(Source records)
+++

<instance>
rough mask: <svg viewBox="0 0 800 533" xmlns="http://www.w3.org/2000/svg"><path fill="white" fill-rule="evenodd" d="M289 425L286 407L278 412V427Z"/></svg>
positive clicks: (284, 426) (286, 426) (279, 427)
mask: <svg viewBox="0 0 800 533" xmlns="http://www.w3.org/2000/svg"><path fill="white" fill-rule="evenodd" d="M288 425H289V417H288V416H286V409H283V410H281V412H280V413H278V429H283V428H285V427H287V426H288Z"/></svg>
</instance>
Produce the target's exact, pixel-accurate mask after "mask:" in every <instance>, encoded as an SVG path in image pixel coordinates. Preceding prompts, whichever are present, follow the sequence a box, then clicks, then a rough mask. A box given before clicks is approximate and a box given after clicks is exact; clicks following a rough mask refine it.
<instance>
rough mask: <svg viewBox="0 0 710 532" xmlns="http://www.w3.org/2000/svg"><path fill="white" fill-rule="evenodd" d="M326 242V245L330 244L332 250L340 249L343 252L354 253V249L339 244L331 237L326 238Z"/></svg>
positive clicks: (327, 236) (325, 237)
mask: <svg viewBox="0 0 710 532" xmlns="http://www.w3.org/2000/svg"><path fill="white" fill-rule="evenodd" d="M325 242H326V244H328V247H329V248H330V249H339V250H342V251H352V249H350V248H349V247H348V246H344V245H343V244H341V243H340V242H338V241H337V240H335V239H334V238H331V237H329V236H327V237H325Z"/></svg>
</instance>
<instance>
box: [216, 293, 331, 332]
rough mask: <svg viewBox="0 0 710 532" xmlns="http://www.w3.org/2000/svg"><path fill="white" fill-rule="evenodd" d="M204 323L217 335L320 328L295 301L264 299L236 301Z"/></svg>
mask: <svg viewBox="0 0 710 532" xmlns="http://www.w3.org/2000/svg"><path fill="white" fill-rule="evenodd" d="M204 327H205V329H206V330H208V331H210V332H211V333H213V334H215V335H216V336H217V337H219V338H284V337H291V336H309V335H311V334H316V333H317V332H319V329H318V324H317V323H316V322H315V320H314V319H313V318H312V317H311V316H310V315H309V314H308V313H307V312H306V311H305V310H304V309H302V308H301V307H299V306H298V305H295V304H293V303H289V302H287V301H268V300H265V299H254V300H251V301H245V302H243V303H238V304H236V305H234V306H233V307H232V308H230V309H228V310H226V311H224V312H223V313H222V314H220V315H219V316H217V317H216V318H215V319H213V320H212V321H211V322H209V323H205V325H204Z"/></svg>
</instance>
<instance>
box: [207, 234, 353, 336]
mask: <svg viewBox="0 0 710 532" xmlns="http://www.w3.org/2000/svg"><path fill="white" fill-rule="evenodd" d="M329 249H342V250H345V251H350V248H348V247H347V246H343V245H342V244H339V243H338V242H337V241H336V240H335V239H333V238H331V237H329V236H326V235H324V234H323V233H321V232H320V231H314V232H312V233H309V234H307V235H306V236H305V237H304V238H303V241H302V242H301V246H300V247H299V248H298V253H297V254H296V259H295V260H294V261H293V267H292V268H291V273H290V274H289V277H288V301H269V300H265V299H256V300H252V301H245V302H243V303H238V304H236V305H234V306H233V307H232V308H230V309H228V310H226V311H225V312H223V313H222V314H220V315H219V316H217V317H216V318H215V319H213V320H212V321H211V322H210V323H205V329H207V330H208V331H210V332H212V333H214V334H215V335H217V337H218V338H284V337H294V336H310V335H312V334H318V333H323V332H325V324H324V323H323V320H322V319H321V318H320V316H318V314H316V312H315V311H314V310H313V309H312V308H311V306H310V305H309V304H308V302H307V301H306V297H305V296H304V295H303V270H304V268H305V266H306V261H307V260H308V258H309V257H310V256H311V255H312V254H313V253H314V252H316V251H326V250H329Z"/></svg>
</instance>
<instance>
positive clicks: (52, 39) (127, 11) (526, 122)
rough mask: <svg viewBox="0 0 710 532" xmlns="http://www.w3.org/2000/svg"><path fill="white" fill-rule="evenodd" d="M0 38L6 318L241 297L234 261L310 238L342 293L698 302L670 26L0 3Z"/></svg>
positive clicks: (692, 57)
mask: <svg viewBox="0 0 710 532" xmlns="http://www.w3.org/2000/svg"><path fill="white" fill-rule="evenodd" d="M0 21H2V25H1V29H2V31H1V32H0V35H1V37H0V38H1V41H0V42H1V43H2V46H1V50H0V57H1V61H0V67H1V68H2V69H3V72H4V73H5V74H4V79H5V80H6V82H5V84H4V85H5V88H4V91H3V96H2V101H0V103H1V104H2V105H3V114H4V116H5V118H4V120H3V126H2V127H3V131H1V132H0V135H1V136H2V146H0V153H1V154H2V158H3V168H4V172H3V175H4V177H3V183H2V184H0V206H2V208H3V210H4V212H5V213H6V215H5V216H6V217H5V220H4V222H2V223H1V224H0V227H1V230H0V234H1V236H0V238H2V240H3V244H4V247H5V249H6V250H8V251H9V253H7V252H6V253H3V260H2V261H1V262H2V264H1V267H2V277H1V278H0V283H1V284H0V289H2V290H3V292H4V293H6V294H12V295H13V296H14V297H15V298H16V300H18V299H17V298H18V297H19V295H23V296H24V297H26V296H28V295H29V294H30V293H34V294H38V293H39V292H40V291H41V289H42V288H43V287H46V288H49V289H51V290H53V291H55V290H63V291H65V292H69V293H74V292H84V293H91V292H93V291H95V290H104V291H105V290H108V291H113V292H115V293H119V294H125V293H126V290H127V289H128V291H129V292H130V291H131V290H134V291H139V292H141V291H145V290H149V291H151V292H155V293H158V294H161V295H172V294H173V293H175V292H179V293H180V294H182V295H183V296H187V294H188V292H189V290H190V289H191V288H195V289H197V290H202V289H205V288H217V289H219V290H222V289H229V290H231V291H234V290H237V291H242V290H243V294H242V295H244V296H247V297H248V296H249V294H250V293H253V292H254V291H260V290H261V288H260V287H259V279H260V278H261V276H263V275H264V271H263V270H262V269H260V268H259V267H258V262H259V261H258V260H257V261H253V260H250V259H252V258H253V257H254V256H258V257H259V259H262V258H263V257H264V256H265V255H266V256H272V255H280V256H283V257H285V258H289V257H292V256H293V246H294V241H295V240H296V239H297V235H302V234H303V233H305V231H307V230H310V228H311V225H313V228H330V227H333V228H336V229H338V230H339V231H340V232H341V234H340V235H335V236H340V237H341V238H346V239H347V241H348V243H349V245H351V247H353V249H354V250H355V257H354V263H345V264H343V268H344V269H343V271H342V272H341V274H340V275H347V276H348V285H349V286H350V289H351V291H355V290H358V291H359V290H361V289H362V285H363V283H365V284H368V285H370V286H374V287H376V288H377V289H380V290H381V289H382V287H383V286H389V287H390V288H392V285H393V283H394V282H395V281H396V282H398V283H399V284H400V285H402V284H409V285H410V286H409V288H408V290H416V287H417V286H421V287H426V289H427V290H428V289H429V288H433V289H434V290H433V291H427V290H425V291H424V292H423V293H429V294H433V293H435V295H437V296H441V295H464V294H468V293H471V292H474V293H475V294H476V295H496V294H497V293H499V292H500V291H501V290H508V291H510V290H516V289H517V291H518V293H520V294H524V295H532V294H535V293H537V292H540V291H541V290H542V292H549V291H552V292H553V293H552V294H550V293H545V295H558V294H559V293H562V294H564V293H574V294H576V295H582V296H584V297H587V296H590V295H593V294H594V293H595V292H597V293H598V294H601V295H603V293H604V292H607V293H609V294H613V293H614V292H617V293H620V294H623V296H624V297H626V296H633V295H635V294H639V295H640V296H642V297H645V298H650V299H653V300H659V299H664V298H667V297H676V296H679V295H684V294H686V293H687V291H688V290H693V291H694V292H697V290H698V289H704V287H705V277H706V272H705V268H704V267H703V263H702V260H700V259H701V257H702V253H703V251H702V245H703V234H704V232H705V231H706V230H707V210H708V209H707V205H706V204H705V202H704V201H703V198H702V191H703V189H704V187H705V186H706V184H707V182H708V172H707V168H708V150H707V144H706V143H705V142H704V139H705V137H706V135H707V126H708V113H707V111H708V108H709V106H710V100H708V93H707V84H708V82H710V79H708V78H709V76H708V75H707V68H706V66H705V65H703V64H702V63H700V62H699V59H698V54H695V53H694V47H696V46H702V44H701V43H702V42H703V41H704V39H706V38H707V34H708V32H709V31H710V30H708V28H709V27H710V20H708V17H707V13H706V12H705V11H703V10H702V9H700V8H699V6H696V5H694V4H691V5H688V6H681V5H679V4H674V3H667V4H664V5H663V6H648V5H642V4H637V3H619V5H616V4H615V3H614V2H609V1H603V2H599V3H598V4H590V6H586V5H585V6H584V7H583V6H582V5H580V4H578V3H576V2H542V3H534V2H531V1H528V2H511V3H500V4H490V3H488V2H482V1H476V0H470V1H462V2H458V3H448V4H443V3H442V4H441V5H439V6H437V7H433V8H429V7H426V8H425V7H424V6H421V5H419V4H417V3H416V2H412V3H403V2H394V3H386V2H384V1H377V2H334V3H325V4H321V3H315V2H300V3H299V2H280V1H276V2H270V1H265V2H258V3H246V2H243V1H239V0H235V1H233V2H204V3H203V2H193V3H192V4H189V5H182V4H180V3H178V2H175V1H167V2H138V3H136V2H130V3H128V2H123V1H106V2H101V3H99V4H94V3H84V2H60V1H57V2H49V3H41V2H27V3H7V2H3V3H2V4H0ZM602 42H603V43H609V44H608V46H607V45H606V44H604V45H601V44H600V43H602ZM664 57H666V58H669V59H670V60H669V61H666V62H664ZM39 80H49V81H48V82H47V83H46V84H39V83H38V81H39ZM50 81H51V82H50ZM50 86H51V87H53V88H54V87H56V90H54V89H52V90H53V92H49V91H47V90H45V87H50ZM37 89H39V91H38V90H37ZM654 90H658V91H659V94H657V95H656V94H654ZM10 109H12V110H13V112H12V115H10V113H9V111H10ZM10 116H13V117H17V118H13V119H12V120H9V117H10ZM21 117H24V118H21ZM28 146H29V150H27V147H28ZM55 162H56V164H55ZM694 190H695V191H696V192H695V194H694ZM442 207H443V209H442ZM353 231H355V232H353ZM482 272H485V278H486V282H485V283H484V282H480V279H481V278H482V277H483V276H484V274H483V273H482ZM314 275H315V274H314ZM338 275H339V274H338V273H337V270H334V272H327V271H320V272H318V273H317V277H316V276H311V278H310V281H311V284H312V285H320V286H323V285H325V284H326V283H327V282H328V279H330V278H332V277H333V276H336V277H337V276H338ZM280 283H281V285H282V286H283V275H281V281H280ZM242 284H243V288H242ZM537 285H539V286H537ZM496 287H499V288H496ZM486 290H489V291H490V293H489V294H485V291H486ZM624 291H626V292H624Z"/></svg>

+++

- _TASK DESCRIPTION_: Copy the data starting at its first line and ending at the line that contains "positive clicks: (284, 426)", swapping "rough mask" for "coarse mask" and leaving everything else unchanged.

- _SOLUTION TO THIS TASK_:
<instance>
coarse mask: <svg viewBox="0 0 800 533" xmlns="http://www.w3.org/2000/svg"><path fill="white" fill-rule="evenodd" d="M289 425L286 407L278 412V427Z"/></svg>
positive clicks: (284, 426) (286, 426) (279, 427)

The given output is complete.